_Task_
Revise the records from their start through the line containing "point(542, 337)", changing every "red cap" to "green cap" and leaving everything else the same. Give only those lines.

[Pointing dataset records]
——————

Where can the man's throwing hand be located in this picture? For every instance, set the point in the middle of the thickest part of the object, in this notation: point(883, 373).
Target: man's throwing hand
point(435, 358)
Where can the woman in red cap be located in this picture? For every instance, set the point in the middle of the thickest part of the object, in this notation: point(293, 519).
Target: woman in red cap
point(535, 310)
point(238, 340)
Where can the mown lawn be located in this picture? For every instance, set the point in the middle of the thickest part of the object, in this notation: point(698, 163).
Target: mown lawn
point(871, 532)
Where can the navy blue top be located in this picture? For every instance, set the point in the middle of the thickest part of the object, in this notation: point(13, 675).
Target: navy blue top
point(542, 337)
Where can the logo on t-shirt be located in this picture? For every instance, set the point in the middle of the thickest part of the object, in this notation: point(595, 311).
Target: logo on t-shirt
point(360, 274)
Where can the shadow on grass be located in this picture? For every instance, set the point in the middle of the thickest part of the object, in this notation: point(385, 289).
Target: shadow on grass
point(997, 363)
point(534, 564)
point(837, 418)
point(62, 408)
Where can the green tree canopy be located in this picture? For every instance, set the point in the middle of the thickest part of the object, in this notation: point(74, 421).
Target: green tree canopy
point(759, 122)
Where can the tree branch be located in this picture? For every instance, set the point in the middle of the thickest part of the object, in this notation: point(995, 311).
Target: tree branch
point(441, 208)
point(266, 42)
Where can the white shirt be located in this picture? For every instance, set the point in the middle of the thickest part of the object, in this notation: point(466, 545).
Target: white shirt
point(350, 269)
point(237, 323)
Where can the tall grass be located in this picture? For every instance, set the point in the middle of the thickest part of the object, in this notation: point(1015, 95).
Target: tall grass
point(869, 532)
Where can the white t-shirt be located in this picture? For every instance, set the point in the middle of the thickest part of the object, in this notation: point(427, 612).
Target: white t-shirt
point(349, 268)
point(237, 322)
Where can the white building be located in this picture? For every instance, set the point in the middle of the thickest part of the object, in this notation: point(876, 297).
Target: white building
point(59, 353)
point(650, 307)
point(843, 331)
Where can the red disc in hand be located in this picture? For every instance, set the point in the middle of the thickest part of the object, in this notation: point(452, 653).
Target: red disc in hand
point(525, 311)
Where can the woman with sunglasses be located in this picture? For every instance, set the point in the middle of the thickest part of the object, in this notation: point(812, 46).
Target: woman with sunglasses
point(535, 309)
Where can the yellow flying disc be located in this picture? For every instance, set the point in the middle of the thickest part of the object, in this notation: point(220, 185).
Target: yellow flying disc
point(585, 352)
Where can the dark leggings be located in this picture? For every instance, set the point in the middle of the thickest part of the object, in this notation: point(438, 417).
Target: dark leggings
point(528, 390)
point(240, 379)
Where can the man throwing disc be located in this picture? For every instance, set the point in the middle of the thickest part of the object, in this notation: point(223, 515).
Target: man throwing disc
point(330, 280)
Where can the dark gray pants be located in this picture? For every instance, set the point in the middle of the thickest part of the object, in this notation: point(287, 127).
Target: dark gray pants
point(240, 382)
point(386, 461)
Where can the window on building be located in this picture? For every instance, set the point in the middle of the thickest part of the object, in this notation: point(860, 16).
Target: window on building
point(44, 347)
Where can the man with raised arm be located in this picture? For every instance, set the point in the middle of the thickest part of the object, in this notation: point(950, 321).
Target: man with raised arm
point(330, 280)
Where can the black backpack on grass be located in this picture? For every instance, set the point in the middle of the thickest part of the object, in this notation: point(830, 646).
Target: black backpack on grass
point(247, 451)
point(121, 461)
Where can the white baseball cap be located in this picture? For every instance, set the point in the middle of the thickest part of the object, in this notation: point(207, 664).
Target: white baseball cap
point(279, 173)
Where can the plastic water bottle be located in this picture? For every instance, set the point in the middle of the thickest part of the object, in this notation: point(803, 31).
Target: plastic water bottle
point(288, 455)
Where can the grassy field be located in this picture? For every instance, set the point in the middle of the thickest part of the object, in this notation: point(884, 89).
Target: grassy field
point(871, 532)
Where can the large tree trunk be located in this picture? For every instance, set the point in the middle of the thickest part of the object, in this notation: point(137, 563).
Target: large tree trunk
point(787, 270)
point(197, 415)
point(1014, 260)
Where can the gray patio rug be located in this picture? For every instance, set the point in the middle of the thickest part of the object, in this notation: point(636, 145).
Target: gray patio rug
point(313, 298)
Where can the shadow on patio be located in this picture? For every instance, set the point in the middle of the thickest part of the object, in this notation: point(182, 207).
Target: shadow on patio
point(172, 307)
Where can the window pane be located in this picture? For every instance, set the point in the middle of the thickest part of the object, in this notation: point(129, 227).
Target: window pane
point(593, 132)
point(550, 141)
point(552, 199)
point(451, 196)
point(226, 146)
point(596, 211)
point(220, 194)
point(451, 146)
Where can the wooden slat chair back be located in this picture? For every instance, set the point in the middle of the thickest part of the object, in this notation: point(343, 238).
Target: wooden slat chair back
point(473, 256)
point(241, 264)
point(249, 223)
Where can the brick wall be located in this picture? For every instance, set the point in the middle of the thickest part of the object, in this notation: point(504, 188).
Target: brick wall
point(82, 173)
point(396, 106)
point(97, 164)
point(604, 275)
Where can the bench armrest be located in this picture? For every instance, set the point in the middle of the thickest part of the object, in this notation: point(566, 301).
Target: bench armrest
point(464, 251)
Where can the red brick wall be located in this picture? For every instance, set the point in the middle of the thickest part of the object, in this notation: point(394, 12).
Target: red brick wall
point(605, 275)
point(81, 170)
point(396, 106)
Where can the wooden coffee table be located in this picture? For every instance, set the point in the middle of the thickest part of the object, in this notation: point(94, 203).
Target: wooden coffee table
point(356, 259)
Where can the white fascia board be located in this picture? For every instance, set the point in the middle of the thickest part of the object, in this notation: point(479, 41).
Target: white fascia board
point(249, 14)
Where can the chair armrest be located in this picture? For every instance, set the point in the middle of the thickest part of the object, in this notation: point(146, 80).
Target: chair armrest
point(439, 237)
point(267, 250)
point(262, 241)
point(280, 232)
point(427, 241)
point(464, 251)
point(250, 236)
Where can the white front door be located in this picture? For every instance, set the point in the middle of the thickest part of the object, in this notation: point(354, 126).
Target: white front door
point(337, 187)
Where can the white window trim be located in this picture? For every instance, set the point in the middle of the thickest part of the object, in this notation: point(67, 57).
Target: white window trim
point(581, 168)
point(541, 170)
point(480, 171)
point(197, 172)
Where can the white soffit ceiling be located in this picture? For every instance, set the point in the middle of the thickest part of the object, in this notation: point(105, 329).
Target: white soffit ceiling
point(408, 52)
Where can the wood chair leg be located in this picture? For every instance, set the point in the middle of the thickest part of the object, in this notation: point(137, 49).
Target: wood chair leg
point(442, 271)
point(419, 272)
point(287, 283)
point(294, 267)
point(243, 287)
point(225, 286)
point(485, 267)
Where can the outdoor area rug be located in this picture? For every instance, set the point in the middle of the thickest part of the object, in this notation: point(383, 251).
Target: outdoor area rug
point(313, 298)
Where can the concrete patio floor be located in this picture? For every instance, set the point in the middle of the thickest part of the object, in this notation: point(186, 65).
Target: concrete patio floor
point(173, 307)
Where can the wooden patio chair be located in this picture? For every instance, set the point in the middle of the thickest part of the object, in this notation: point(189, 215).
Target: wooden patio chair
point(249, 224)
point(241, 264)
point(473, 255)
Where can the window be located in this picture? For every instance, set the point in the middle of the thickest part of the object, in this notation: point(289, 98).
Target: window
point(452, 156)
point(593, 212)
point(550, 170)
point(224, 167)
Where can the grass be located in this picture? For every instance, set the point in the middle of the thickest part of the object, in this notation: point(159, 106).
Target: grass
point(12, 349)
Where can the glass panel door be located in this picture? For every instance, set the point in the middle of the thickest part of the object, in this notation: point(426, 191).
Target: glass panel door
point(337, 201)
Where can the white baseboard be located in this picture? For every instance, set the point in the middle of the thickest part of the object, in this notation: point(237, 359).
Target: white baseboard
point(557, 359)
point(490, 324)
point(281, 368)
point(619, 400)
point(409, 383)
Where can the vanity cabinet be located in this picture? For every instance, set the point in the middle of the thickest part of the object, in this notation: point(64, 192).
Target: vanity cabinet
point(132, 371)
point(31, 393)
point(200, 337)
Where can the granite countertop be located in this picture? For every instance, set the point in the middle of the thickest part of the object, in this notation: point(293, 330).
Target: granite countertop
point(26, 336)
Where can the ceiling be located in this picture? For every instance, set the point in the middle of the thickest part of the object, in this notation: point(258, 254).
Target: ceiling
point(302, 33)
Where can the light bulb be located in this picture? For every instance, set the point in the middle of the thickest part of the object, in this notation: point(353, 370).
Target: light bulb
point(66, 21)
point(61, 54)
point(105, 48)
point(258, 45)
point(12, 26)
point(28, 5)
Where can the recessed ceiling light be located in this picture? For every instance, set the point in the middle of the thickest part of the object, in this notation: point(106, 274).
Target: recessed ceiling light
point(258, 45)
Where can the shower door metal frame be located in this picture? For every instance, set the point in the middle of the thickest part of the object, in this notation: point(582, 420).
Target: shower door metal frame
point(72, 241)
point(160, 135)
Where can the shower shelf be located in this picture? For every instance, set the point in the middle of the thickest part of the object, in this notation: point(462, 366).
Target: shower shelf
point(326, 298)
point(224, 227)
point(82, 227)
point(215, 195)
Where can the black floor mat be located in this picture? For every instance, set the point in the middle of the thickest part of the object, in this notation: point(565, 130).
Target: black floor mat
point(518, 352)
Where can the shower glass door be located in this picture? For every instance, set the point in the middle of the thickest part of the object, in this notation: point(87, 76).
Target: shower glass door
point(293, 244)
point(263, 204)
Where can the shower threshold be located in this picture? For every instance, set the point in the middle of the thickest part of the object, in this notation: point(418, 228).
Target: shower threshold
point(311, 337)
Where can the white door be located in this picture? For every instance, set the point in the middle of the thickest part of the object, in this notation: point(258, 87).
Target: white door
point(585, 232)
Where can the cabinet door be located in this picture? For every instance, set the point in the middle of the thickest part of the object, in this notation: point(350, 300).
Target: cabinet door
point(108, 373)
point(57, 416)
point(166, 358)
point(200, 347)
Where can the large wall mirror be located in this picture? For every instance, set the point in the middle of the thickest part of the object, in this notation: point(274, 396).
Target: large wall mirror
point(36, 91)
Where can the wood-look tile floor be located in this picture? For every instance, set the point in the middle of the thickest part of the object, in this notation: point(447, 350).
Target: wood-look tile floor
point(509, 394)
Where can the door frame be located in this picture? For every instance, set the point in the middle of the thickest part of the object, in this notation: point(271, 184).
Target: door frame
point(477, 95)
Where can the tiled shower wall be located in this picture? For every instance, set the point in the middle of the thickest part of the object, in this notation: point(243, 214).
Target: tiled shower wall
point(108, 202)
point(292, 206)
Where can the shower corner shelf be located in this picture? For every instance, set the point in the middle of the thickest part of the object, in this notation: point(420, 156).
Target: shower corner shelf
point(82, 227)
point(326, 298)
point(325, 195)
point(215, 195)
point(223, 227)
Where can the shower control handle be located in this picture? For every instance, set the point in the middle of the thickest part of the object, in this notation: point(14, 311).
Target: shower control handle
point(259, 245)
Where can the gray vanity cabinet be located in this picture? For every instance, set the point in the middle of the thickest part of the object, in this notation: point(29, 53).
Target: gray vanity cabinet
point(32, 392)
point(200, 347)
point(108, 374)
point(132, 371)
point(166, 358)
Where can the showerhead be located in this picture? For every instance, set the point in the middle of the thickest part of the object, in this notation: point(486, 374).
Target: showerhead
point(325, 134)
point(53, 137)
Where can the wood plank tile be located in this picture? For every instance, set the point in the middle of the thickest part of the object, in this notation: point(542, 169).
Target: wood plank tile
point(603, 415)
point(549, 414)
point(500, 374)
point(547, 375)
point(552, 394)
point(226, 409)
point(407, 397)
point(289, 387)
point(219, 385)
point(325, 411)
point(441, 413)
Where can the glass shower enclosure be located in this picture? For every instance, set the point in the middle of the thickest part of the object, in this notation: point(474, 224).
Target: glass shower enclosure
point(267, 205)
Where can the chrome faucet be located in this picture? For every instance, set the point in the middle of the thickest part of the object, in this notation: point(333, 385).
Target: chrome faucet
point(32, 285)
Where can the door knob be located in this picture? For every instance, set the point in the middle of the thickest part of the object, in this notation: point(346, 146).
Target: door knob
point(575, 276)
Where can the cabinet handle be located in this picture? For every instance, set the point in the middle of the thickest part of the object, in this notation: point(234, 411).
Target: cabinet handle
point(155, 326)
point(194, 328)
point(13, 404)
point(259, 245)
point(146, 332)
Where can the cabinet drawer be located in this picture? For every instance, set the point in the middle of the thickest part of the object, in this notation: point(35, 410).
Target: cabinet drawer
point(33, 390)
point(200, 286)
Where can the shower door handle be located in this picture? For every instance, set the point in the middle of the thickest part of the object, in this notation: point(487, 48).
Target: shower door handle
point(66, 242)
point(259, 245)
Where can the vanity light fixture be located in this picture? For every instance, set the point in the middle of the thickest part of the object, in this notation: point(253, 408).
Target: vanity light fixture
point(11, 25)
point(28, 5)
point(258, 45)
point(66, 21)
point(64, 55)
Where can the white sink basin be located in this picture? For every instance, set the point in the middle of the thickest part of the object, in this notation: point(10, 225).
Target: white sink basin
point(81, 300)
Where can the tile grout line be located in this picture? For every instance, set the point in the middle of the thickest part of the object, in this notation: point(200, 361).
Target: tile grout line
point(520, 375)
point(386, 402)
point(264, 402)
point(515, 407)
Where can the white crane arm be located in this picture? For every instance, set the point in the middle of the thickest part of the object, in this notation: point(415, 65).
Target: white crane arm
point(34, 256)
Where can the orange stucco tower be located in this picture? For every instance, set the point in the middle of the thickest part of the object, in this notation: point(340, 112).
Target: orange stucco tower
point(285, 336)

——————

_Finished task_
Where can the man's throwing hand be located in this picture? For every instance, set the point in the middle of the thickest part of the object, in this notation: point(883, 373).
Target: man's throwing hand
point(435, 358)
Where can the woman in green cap be located in this picture? For every instance, set the point in the middle of the thickest part of the object, in this notation: point(293, 519).
Target: woman in green cap
point(535, 310)
point(238, 340)
Where can the mown lawn be located in this picture? For every instance, set the point in the middle of the thickest part of the object, in this notation: point(698, 163).
Target: mown lawn
point(871, 532)
Where can the navy blue top be located in this picture? For every instance, set the point in the middle of the thickest part of the object, in this notation: point(13, 675).
Target: navy blue top
point(542, 337)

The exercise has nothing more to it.